Object detection entries
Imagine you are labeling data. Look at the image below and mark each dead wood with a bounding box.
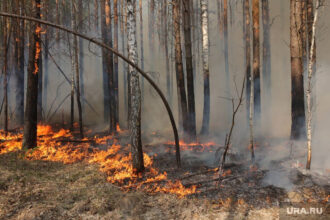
[219,76,246,180]
[0,12,181,167]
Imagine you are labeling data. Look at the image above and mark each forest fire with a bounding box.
[166,140,220,152]
[0,125,196,197]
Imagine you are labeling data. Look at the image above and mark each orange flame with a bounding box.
[0,125,197,197]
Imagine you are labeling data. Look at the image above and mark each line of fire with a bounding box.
[0,0,330,220]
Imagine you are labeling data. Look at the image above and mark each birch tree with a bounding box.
[290,0,306,140]
[173,0,188,132]
[23,0,41,149]
[200,0,210,134]
[251,0,261,122]
[71,0,84,138]
[127,0,144,172]
[306,0,320,169]
[182,0,196,140]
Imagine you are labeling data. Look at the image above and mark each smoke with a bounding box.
[0,0,330,178]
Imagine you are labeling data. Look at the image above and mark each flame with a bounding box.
[250,165,258,172]
[0,125,197,197]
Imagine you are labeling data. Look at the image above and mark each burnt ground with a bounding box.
[0,133,330,220]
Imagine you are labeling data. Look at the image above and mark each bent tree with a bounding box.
[127,0,144,172]
[0,8,181,167]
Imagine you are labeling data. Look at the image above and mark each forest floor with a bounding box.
[0,147,330,220]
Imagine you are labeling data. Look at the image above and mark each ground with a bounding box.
[0,152,328,220]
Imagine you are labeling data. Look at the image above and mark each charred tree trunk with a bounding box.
[105,0,116,133]
[139,0,144,100]
[200,0,210,134]
[182,0,196,140]
[251,0,261,122]
[300,0,308,76]
[290,0,306,140]
[173,0,188,132]
[55,0,60,43]
[223,0,230,93]
[2,0,10,136]
[127,0,144,172]
[306,0,320,170]
[307,0,317,103]
[77,0,85,113]
[164,4,172,103]
[15,1,25,125]
[71,0,84,138]
[244,0,251,124]
[23,0,41,149]
[37,46,43,122]
[113,0,119,131]
[262,0,272,96]
[94,0,98,31]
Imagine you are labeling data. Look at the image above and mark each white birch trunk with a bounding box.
[127,0,144,172]
[249,57,254,160]
[200,0,210,133]
[306,0,320,169]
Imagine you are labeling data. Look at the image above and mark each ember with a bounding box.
[0,125,197,197]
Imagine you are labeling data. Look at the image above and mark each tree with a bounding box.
[23,0,41,149]
[15,0,25,125]
[113,0,119,131]
[101,0,116,132]
[290,0,306,140]
[306,0,320,169]
[223,0,230,92]
[243,0,251,122]
[262,0,272,96]
[173,0,188,132]
[182,0,196,140]
[127,0,144,172]
[251,0,261,122]
[71,0,84,138]
[2,0,10,135]
[200,0,210,134]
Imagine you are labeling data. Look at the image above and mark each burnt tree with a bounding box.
[290,0,306,140]
[23,0,41,149]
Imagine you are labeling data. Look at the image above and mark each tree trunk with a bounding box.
[139,0,144,100]
[37,42,43,122]
[127,0,144,173]
[2,0,10,136]
[251,0,261,122]
[200,0,210,134]
[306,0,320,170]
[290,0,306,140]
[71,0,84,138]
[77,0,85,113]
[113,0,119,131]
[244,0,251,124]
[55,0,60,43]
[173,0,188,132]
[164,4,172,104]
[307,0,317,105]
[262,0,271,97]
[23,0,41,149]
[94,0,98,31]
[15,1,25,125]
[105,0,116,133]
[223,0,230,91]
[182,0,196,140]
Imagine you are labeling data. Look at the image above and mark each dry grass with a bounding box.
[0,153,324,220]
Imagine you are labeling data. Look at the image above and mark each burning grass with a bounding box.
[0,125,196,197]
[0,125,329,219]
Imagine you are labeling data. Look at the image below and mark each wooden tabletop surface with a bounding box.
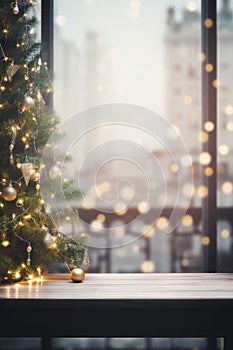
[0,273,233,300]
[0,273,233,340]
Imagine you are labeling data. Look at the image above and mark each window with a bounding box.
[39,0,232,272]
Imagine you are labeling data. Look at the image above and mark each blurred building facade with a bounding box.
[55,0,233,272]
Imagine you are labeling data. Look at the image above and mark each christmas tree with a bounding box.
[0,0,87,282]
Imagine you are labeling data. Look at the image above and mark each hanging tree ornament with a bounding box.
[49,165,62,180]
[7,61,20,82]
[70,267,85,282]
[20,162,34,186]
[82,248,90,272]
[13,0,19,15]
[22,95,35,112]
[44,231,55,249]
[31,171,40,182]
[2,182,17,202]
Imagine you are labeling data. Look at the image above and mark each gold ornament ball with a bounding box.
[2,185,17,202]
[70,267,85,282]
[13,4,19,15]
[23,96,35,109]
[49,165,62,180]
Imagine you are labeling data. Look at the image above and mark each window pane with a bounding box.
[217,0,233,271]
[54,0,202,272]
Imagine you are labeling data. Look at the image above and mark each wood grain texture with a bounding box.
[0,274,233,337]
[0,273,233,300]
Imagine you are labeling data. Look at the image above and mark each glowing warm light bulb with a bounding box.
[197,185,209,198]
[205,63,214,73]
[156,216,168,230]
[201,236,210,245]
[204,121,214,132]
[15,272,21,279]
[218,144,230,156]
[2,239,10,248]
[114,202,128,215]
[205,166,214,176]
[221,181,233,194]
[221,229,230,238]
[137,201,150,214]
[182,214,193,227]
[224,105,233,116]
[212,79,220,89]
[96,214,106,222]
[198,131,209,143]
[141,260,155,273]
[142,225,155,238]
[205,18,214,28]
[199,152,212,165]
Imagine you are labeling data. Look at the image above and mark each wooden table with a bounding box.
[0,273,233,350]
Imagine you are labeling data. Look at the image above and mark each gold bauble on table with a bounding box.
[70,267,85,282]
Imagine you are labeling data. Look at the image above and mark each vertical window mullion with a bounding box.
[201,0,217,272]
[41,0,54,105]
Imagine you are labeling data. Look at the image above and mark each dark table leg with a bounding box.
[224,337,233,350]
[206,338,218,350]
[41,337,52,350]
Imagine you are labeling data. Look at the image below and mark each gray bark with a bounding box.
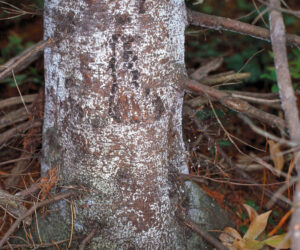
[27,0,233,249]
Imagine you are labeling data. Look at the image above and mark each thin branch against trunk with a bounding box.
[269,0,300,249]
[188,10,300,46]
[184,221,228,250]
[0,94,37,109]
[0,121,42,147]
[185,79,285,129]
[0,39,53,80]
[0,190,76,248]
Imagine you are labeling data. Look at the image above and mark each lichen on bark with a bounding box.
[42,0,231,249]
[42,0,191,249]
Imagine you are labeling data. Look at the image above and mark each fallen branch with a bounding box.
[79,229,97,250]
[0,190,31,225]
[184,221,228,250]
[188,10,300,46]
[269,0,300,249]
[0,121,42,147]
[0,39,52,81]
[0,105,32,129]
[0,190,75,248]
[0,94,37,109]
[185,79,285,129]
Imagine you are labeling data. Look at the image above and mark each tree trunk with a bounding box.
[42,0,230,249]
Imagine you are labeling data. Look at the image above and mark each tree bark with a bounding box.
[42,0,231,249]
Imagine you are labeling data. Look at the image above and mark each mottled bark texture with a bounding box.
[42,0,231,249]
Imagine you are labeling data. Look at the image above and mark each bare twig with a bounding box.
[0,121,42,147]
[188,10,300,46]
[0,94,37,109]
[0,190,31,225]
[269,0,300,249]
[190,57,223,81]
[200,72,251,86]
[184,221,228,250]
[79,229,97,250]
[0,105,31,129]
[0,39,53,80]
[0,190,75,248]
[185,79,285,129]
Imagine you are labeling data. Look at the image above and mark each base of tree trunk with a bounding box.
[10,181,232,250]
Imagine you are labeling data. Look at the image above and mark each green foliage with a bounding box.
[245,200,259,211]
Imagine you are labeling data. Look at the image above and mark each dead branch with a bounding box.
[200,72,251,86]
[0,190,31,225]
[190,57,223,81]
[4,91,44,187]
[269,0,300,249]
[0,105,32,129]
[184,221,228,250]
[188,10,300,46]
[0,39,52,80]
[0,94,37,109]
[79,229,97,250]
[0,121,42,147]
[0,190,76,248]
[185,79,285,129]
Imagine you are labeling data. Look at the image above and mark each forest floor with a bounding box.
[0,0,300,249]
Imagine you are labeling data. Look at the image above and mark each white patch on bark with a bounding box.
[42,0,187,249]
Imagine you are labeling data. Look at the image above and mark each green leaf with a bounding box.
[243,210,272,240]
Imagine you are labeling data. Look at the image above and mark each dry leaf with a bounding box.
[263,234,291,249]
[243,210,272,240]
[243,204,258,221]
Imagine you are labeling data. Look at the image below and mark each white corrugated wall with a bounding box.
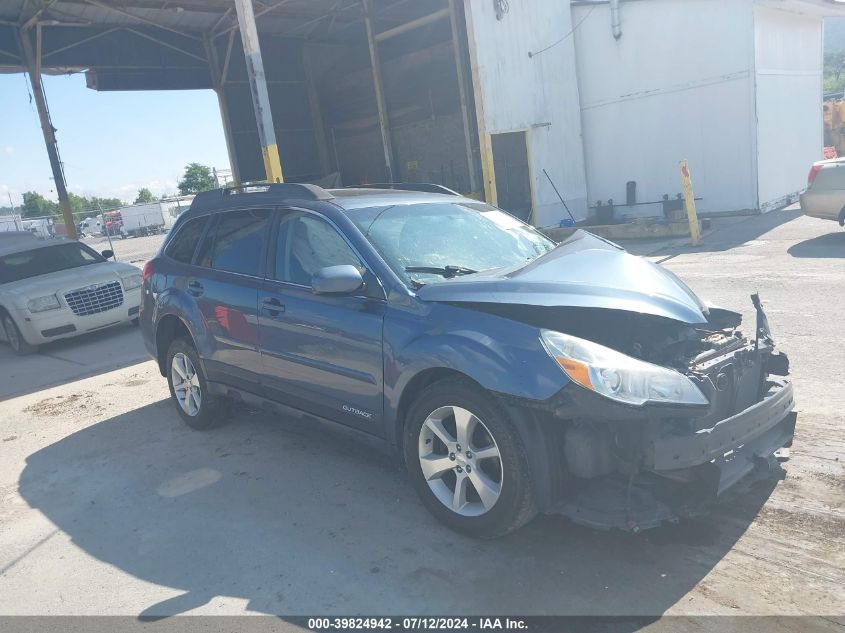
[467,0,587,226]
[754,6,824,210]
[573,0,757,216]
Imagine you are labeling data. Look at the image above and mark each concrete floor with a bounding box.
[0,211,845,616]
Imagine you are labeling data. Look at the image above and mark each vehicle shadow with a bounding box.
[0,324,150,400]
[786,231,845,259]
[19,401,775,616]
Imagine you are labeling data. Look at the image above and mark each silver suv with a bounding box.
[801,158,845,226]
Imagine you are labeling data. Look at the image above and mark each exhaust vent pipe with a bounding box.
[610,0,622,40]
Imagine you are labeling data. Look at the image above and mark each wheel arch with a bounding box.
[393,367,484,455]
[155,314,197,376]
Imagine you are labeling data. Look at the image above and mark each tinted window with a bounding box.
[164,217,208,264]
[275,213,362,286]
[0,242,104,284]
[206,209,270,276]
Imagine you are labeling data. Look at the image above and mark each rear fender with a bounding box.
[152,288,214,369]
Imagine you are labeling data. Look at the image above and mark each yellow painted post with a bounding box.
[681,160,701,246]
[235,0,285,182]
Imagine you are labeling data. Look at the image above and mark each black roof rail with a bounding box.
[344,182,461,196]
[191,182,334,209]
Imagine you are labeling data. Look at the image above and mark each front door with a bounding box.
[187,209,271,393]
[258,211,385,434]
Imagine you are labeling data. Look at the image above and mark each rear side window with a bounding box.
[199,209,270,276]
[164,217,208,264]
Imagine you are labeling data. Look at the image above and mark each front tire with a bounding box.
[167,338,229,431]
[3,314,38,356]
[404,380,537,538]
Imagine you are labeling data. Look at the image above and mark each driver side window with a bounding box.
[274,211,363,286]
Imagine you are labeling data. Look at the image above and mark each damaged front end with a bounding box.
[418,231,795,530]
[536,295,796,531]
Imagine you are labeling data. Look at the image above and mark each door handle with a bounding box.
[188,280,204,297]
[263,297,285,317]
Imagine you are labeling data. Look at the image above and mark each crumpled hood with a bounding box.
[417,230,708,324]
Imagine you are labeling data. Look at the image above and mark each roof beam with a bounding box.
[43,26,123,59]
[126,28,208,62]
[85,0,202,42]
[376,7,451,43]
[21,0,59,31]
[213,0,291,39]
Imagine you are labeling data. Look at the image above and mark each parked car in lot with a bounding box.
[0,234,141,354]
[800,158,845,226]
[141,184,795,537]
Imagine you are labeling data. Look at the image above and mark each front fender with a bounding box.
[152,288,214,369]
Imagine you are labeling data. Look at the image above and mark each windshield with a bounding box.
[0,242,105,284]
[349,202,555,286]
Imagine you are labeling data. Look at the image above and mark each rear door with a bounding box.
[187,209,271,393]
[258,211,385,434]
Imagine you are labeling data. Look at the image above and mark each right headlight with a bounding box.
[26,295,62,314]
[540,330,708,405]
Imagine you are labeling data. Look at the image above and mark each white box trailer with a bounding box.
[160,196,194,231]
[119,202,165,238]
[0,214,24,233]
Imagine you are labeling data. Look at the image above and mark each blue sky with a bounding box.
[0,74,229,206]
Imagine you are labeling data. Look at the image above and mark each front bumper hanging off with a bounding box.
[553,380,797,531]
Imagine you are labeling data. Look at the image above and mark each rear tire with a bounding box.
[404,380,537,538]
[3,314,38,356]
[167,338,229,431]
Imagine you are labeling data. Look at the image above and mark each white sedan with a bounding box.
[0,233,141,355]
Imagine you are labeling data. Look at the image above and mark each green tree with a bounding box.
[135,187,158,204]
[87,196,123,213]
[179,163,214,196]
[21,191,59,218]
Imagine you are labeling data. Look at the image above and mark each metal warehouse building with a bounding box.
[0,0,845,226]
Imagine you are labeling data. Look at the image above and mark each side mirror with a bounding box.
[311,264,364,295]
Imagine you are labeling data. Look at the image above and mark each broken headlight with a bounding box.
[540,330,708,405]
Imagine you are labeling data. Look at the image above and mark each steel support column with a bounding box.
[463,0,499,205]
[235,0,284,182]
[18,29,76,240]
[449,0,478,193]
[362,0,396,182]
[205,37,241,184]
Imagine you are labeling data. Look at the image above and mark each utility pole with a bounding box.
[18,26,76,240]
[361,0,396,182]
[235,0,285,182]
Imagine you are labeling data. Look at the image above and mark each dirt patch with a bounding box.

WRITTEN EXERCISE: Update the lines from the one containing "rear tire with a bounding box." through the end of the entries, inclusive, by replacing "white sedan" with "silver sedan" and leaving everything else unchanged.

WRITTEN SOLUTION:
Imagine you are labeling data. Look at the image above and mark each rear tire with a bounding box.
[404,380,537,538]
[3,314,38,356]
[167,338,229,431]
Imagine you are labeling data. Look at the image above and mark each silver sedan with a bounding box.
[0,233,141,355]
Imagine you are labeling data. Look at the image above and mark each green tree with a bounding box.
[135,187,158,204]
[87,196,123,213]
[179,163,214,196]
[21,191,59,218]
Imagine you are labeling data. Look at the image above and mark each metal warehouse building with a bounding box.
[0,0,845,226]
Imagine you are labeling data. Look at the image above and mark each side mirror with a bounding box.
[311,264,364,295]
Imagine you are labeling data. Look at the image above and mark each broken headlight with a bounding box.
[540,330,708,405]
Imagine you are labeling data. Look at the image above and mark each steel support column with a bounding box.
[463,0,499,205]
[235,0,284,182]
[18,29,76,240]
[449,0,478,193]
[362,0,396,182]
[205,37,241,184]
Imagine you are labeling data. Look at the image above and mark each utility pole with a bounding box.
[18,26,76,240]
[361,0,396,182]
[235,0,285,182]
Imagine you are labeling data. Look at the image above and mark each dirt patch with a bounding box.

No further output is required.